• PROMPT:
Output every line of the following data verbatim, from the first line to the last.

[Collected data entries]
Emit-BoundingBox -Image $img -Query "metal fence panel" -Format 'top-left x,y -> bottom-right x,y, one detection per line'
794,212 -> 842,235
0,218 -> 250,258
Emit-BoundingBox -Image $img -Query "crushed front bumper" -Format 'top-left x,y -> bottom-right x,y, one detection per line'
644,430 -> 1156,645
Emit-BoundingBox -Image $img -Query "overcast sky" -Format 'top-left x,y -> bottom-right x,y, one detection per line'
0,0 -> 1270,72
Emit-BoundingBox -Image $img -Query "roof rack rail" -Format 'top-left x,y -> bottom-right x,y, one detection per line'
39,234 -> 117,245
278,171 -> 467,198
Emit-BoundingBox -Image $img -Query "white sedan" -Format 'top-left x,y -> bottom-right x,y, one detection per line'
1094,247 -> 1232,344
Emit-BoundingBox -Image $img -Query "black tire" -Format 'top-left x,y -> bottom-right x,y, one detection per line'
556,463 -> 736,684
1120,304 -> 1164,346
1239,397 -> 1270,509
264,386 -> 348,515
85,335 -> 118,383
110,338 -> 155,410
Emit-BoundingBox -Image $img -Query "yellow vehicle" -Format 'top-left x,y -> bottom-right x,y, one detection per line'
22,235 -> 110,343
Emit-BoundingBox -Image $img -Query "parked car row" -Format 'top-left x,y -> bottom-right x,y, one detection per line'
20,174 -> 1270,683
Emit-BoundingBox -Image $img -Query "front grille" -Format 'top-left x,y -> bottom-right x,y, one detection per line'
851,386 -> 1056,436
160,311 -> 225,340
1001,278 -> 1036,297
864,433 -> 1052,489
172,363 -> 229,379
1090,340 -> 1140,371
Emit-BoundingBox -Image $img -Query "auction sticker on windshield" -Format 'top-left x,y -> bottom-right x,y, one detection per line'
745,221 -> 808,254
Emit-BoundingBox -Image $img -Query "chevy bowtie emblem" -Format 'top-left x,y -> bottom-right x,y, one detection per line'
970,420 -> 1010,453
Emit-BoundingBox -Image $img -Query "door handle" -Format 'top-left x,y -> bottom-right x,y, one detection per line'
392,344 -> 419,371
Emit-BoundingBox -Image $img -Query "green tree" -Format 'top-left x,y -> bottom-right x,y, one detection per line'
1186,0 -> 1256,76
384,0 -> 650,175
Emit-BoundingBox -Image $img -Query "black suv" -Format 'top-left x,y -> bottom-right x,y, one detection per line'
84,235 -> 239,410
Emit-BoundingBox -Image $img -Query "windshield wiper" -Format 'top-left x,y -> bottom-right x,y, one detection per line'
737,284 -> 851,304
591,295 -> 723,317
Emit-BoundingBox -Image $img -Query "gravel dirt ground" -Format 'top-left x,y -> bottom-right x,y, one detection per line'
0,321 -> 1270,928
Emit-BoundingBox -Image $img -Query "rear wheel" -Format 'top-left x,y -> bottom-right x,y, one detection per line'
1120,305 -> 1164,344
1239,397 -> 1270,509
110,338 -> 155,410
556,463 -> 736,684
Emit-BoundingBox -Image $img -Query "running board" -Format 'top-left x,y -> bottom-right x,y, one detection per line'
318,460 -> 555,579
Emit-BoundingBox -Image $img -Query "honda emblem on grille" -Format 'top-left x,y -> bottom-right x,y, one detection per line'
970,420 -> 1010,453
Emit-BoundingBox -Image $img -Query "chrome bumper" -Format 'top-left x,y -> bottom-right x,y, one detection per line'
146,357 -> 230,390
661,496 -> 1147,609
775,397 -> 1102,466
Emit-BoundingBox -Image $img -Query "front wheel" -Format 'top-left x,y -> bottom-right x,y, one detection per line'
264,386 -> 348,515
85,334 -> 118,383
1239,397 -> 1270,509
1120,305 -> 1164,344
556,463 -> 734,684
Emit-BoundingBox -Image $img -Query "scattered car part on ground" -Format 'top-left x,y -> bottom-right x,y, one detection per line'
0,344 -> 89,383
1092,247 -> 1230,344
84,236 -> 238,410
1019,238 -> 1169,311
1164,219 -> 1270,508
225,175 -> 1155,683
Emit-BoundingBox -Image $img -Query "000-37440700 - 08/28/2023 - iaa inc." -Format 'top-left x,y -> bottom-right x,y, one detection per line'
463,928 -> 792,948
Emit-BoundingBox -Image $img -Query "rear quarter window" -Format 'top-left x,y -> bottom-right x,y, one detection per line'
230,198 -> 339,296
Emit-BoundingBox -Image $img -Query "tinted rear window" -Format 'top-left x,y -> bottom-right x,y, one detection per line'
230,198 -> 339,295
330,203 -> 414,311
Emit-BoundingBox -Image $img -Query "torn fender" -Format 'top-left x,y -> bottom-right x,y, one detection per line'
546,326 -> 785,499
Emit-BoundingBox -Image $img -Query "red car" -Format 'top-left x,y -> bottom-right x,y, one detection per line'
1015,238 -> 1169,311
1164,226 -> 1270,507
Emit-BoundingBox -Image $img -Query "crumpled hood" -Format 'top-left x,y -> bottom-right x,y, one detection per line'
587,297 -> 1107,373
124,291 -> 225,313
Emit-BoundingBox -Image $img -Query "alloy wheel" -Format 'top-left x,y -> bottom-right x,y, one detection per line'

• ANSWER TO THE TASK:
Emit-BoundingBox -Image $img -Query "metal fence panel" -Format 'top-left x,y -> bottom-right x,y, one detection per line'
794,212 -> 842,235
0,218 -> 250,258
Emit-BoundingBox -Image $img -Query "crushed front bumper" -Format 'top-left x,y -> bottom-right x,y, one detection per line'
644,430 -> 1156,645
Emit-BoundingBox -Image $img -Query "overcast sky" -Format 'top-left x,y -> bottom-right x,y, one detection per line'
0,0 -> 1270,72
Emit-BoundingBox -Image $img -Query "roof rack rail" -Format 'top-left x,y -> bottom-right x,y, one detection per line'
39,234 -> 117,245
278,171 -> 467,198
Emit-BoundingBox -Image $img -Query "white sedan" -Format 'top-left x,y -> bottom-right x,y, one detection per line'
1094,247 -> 1232,344
Emit-BoundingBox -Image $img -Query "black tire" -Format 'top-left x,y -> bottom-right x,y, one detection per line'
556,463 -> 736,684
1120,304 -> 1164,346
1239,397 -> 1270,509
264,386 -> 348,515
85,335 -> 118,383
110,338 -> 155,410
Emit-BoundingBox -Image $img -Query "yellow vehicle" -Format 'top-left x,y -> bottom-right x,y, one detection per line'
22,235 -> 110,343
Emit-BoundingBox -Image $img -Query "parked car row" -Format 'top-left x,y -> bottom-right x,y, one detection per line'
20,174 -> 1270,683
Emit-BoundingBox -Image $img -Query "front grille" -Format 'top-left x,y -> bottom-right x,y, one detection per line'
851,386 -> 1056,436
160,311 -> 225,340
1001,278 -> 1036,297
864,433 -> 1052,489
172,363 -> 229,379
1090,340 -> 1140,371
Emit-BoundingBox -Image $img -Query "auction sticker on windshield" -Format 'top-left x,y -> bottom-right x,y, one detection per line'
745,221 -> 808,254
Emit-BoundingBox -Image $img -Query "chevy bowtie emblem" -Format 'top-left x,y -> bottom-right x,y, one detection per line'
970,420 -> 1010,453
Emit-BoundingBox -Image $img -Query "door handle" -Format 'top-left x,y -> bottom-right x,y, one detection per line'
392,344 -> 419,371
Emit-BoundingBox -Image $img -Query "green tree" -Format 'top-left x,y -> bottom-right x,y, one detection per line'
1186,0 -> 1256,76
384,0 -> 650,175
Emit-BoundingBox -Image $img -Query "black suv" -Format 'top-left x,y -> bottom-right x,y, one detection per line'
84,235 -> 239,410
Emit-BoundingBox -Image $img -Query "windshield wiper" -Format 'top-left x,y -> bottom-right x,y, one detection per line'
737,284 -> 851,304
591,295 -> 723,317
Emit-BoundingBox -Image $img -Query "gravel dirt ground" -Format 'top-left x,y -> bottom-right x,y, one detection per line'
0,321 -> 1270,928
Emit-BoundingBox -Image $img -Query "rear wheel" -Format 'top-left x,y -> bottom-right x,y, one detection per line'
1120,305 -> 1164,344
1239,397 -> 1270,509
110,338 -> 155,410
556,463 -> 736,684
Emit-BoundingBox -Image $img -Query "running board" -Format 'top-left x,y -> bottom-right x,y, one detection per line'
318,460 -> 555,579
Emit-BoundingBox -Image $img -Query "honda emblem on grille" -Format 'top-left x,y -> bottom-right x,y, one detection per line'
970,420 -> 1010,453
Emit-BoundingBox -Image $img -Query "chrome bumper" -Format 'top-left x,y -> bottom-right x,y, one detection per line'
146,357 -> 230,390
661,496 -> 1147,609
775,397 -> 1102,466
Emit-BoundingBox -Image $img -Query "front wheel" -Format 'top-left x,y -> bottom-right x,y, one detection per line'
264,386 -> 348,515
85,334 -> 118,383
1239,397 -> 1270,509
1120,305 -> 1164,344
556,463 -> 734,684
Emit-BoundingBox -Image $img -Query "scattered car part on ground" -Format 'top-left x,y -> bottom-right x,y, one detection per line'
0,344 -> 89,383
1092,247 -> 1230,344
84,236 -> 238,410
1019,238 -> 1169,311
1164,219 -> 1270,508
225,175 -> 1155,683
Emit-BoundingBox -Image $img -Query "000-37440700 - 08/28/2023 - iaa inc." -Format 'top-left x,y -> bottom-right x,y, one detection per line'
463,928 -> 792,948
Emit-BoundingBox -Image $img -Query "rear quarter window" -Format 'top-left x,y -> bottom-right x,y, one detection per line'
230,198 -> 339,296
Emit-BoundingBox -Image $img -Query "tinted rear window" -Format 'top-left x,y -> bottom-right x,y, one detection per line'
230,198 -> 339,295
330,203 -> 414,311
Emit-BoundingBox -Image $img -Query "torn fender" -Format 'top-left x,y -> bottom-right x,y, one detection per line'
546,326 -> 785,499
Emit-BoundingBox -Image $img -Query "red car" -Format 'top-left x,y -> bottom-right x,y, one detection per line'
1015,238 -> 1169,311
1164,226 -> 1270,507
Emit-BoundingBox -Image $img -Query "crumpled hood" -Format 'top-left x,y -> bottom-right x,y, one detection per line'
587,297 -> 1107,373
124,291 -> 225,313
Emit-BoundingBox -Image $img -Query "alloy wheel" -Format 'top-left x,y -> bottom-right x,y, one detection per line'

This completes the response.